Source data =
◆ ◆ ◆ ◆

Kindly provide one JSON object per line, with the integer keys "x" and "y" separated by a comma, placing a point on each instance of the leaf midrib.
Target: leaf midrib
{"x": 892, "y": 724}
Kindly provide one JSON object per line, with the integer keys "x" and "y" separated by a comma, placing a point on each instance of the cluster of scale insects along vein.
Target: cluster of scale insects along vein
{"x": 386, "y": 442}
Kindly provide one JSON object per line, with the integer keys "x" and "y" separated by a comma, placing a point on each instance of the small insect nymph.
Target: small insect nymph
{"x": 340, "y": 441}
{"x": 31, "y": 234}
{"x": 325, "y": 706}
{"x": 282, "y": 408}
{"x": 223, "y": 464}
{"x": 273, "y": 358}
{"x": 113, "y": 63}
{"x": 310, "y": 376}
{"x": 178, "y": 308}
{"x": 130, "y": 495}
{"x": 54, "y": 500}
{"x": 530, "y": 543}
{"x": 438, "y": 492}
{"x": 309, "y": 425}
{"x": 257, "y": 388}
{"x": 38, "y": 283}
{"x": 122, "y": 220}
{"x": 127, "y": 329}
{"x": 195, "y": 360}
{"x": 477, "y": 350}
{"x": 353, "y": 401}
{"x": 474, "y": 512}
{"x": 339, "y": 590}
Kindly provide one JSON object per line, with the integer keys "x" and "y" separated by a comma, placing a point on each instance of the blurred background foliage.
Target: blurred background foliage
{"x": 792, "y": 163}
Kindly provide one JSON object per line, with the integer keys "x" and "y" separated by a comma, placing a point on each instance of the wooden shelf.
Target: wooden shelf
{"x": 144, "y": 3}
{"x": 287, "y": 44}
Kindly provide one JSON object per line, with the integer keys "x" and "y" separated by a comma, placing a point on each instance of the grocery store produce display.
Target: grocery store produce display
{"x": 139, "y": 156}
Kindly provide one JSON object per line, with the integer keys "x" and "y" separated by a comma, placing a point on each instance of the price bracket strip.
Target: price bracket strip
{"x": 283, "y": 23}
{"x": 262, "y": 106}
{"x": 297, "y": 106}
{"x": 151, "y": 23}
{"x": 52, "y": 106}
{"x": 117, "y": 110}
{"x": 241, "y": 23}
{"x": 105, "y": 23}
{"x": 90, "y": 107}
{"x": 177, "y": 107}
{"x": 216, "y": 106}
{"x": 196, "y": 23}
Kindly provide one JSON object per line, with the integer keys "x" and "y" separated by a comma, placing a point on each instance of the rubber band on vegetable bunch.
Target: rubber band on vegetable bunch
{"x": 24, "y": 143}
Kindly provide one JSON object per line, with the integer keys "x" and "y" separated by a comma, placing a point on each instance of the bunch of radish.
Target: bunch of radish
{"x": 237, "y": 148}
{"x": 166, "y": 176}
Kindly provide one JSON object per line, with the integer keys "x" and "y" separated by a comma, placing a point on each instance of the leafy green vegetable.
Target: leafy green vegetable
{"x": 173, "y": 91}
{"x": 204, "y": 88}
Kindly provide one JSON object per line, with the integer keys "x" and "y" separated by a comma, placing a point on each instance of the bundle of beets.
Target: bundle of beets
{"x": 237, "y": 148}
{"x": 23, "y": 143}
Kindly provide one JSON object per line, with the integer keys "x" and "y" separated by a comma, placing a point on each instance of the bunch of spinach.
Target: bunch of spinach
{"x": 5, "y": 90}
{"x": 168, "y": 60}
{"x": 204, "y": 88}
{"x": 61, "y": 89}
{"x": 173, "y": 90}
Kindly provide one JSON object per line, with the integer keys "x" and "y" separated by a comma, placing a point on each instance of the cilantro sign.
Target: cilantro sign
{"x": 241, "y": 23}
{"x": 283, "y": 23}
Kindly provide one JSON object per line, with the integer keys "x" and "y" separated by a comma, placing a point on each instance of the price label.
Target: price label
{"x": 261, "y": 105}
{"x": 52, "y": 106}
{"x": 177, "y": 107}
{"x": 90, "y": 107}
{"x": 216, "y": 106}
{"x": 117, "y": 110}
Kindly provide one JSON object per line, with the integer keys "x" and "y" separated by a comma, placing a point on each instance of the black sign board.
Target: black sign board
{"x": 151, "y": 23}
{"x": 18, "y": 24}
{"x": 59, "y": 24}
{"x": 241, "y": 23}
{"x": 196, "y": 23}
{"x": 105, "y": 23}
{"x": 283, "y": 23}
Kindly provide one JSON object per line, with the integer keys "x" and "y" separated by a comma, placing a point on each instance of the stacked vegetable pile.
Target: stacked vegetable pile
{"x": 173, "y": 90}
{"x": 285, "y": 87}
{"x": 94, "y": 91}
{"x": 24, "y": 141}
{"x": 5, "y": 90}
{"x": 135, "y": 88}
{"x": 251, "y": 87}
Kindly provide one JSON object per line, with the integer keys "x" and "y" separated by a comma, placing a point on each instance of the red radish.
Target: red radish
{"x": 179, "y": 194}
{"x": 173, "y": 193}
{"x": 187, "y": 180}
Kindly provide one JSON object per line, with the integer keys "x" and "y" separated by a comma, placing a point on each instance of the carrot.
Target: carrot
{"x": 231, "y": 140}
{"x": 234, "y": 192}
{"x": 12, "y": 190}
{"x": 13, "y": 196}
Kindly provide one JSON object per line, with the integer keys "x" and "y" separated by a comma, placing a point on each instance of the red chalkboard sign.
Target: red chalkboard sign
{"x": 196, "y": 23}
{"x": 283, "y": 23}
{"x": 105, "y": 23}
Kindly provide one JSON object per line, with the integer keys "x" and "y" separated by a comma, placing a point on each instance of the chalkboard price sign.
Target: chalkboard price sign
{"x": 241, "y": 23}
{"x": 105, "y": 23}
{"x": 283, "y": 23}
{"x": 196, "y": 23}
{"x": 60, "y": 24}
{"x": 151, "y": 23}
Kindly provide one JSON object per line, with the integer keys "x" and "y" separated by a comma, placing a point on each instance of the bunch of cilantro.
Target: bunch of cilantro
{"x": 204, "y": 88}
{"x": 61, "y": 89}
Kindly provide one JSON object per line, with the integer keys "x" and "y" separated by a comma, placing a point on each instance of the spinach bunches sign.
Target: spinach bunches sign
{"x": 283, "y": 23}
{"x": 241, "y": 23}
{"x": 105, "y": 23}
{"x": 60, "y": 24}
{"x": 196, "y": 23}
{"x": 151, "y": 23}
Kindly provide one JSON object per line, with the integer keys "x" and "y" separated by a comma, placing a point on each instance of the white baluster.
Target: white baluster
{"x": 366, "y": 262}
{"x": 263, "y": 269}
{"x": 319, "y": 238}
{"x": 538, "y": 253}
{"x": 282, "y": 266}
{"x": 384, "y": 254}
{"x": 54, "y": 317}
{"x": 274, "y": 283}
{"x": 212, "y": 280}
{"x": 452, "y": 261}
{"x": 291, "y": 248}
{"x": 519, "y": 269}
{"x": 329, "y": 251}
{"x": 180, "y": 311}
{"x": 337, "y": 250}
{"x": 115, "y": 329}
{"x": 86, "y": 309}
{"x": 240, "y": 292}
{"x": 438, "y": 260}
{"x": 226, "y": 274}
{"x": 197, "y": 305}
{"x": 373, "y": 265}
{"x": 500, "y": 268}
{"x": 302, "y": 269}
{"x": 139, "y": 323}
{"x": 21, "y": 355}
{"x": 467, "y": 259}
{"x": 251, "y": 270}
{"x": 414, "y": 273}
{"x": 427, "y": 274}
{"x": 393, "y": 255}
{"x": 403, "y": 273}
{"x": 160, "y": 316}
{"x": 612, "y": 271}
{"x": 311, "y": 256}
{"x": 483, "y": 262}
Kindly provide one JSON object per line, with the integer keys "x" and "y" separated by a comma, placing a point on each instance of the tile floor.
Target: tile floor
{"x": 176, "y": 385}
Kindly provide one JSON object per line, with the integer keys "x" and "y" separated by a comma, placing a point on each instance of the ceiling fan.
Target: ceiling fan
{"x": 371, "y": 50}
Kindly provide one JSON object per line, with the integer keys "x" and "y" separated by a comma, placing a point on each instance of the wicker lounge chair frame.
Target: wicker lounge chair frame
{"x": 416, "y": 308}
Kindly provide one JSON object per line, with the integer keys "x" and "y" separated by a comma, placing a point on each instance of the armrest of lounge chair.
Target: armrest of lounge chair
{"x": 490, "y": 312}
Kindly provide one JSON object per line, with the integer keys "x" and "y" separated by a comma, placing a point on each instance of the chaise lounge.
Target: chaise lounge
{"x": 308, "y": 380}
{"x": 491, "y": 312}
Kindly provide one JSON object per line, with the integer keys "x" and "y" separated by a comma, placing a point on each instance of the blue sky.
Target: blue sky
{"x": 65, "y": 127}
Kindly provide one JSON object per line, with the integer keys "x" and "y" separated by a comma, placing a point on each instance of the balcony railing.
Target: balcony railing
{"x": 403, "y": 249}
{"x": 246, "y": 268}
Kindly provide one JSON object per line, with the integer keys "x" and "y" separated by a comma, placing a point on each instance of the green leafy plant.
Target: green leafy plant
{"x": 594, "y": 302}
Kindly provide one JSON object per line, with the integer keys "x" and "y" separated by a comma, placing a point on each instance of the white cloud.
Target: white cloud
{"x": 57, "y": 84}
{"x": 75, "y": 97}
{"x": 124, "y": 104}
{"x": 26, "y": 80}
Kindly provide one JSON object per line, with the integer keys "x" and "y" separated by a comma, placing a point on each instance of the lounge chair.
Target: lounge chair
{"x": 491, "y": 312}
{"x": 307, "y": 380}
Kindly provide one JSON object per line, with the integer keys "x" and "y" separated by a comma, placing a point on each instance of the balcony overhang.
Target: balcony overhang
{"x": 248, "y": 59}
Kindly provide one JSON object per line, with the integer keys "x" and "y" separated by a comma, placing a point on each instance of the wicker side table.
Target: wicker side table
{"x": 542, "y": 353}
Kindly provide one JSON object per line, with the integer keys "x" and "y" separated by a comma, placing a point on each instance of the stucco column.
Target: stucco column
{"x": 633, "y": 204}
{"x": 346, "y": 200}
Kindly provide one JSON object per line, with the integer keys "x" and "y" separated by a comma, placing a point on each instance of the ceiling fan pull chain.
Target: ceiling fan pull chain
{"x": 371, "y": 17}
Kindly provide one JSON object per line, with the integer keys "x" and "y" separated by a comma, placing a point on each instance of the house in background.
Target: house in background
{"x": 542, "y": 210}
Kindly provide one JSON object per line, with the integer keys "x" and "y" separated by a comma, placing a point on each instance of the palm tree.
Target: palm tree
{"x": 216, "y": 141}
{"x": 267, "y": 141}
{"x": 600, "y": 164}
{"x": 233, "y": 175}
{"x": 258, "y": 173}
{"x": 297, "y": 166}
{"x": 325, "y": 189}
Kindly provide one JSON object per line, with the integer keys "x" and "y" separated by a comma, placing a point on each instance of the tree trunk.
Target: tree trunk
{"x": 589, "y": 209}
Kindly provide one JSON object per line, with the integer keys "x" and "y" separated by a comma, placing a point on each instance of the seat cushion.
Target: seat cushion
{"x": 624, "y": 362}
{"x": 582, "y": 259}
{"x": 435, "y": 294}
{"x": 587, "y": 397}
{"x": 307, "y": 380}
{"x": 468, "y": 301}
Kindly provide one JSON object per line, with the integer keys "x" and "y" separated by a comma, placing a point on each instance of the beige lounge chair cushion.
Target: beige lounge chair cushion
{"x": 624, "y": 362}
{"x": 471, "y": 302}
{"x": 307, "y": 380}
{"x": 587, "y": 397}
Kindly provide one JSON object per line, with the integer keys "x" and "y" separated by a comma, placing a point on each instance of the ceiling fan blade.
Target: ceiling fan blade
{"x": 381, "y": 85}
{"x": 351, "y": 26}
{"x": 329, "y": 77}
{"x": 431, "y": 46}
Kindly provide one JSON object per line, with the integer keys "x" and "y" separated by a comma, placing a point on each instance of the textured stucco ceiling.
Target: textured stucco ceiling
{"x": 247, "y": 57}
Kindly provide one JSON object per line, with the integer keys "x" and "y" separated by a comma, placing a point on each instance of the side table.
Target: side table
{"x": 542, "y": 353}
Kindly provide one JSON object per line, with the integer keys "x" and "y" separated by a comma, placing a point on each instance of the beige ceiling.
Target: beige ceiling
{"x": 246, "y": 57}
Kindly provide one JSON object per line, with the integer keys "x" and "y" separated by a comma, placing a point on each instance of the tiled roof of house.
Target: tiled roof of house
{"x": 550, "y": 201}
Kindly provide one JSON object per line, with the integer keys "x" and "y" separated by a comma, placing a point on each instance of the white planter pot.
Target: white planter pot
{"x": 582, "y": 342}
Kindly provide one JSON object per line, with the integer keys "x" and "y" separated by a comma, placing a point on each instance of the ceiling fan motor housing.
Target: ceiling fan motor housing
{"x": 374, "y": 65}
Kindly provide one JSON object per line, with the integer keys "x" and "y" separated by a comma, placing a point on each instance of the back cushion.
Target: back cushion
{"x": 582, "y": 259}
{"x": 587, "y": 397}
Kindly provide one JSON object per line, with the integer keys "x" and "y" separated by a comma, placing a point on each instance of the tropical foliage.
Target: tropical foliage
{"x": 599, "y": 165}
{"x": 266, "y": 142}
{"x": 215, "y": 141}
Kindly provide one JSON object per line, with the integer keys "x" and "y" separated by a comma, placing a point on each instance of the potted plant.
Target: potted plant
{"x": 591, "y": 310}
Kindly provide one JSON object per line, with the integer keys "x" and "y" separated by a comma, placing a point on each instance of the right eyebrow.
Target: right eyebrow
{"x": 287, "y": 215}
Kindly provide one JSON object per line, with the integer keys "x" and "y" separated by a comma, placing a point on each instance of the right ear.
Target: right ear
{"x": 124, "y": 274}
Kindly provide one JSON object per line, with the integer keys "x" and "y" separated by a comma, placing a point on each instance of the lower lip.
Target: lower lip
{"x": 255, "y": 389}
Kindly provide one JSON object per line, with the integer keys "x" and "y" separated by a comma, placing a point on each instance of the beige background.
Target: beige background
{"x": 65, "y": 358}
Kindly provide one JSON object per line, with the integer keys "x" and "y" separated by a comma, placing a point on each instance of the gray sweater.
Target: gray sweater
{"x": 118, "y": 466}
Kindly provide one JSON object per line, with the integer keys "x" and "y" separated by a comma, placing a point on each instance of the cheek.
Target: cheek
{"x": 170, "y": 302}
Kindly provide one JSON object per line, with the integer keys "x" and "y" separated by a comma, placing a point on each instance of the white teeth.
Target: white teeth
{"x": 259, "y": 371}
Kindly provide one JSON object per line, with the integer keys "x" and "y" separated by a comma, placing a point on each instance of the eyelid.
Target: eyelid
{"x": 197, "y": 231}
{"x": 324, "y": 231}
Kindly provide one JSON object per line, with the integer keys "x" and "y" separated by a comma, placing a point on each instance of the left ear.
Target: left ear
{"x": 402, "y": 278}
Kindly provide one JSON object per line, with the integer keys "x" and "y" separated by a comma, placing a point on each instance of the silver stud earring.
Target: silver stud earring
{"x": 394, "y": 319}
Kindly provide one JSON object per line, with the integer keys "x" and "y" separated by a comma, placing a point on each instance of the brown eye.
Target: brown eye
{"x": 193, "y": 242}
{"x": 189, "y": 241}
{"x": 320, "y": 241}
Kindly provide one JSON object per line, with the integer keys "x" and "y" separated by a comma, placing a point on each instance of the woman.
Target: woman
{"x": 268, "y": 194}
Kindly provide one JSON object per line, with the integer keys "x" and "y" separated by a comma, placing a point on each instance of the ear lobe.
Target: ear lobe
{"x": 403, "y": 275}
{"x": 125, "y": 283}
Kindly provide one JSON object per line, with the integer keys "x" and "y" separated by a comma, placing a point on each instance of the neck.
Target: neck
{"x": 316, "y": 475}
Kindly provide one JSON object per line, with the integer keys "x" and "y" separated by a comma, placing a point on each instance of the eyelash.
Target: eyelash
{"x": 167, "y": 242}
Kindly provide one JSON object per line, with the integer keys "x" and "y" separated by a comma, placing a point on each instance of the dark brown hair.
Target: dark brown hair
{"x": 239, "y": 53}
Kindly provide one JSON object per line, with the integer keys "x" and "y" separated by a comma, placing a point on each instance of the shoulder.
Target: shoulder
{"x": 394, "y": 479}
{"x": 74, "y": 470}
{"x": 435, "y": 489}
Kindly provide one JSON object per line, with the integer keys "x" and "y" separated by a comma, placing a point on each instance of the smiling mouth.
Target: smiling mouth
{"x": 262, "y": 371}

◆ ◆ ◆ ◆

Problem to work on = Can you write out the records again, starting at the line that contains "of the neck." and ending at the end of the records, switching "dark brown hair" to "long black hair" and leaving everything else unchanged?

Written solution =
Kindly provide one JSON object per line, with the integer keys "x" and "y" separated by a comma, placing a point on each instance of the neck.
Target: neck
{"x": 316, "y": 475}
Kindly provide one JSON object per line, with the integer keys "x" and "y" separated by a comma, placing a point on each instance of the eyelash.
Target: eyelash
{"x": 167, "y": 242}
Kindly provide one JSON object per line, with the integer keys "x" and "y" separated by a comma, placing a point on each instance of the long black hair.
Target: long black hair
{"x": 239, "y": 53}
Kindly provide one JSON object per line, with the integer keys "x" and "y" separated by a comma, placing a point on each instance of the shoulder.
Target: shoulder
{"x": 394, "y": 479}
{"x": 74, "y": 470}
{"x": 435, "y": 489}
Kindly provide one JSON object per line, with the integer keys "x" and "y" separated by a comma, placing a point on each instance of the smiling mouth.
Target: smiling mouth
{"x": 262, "y": 371}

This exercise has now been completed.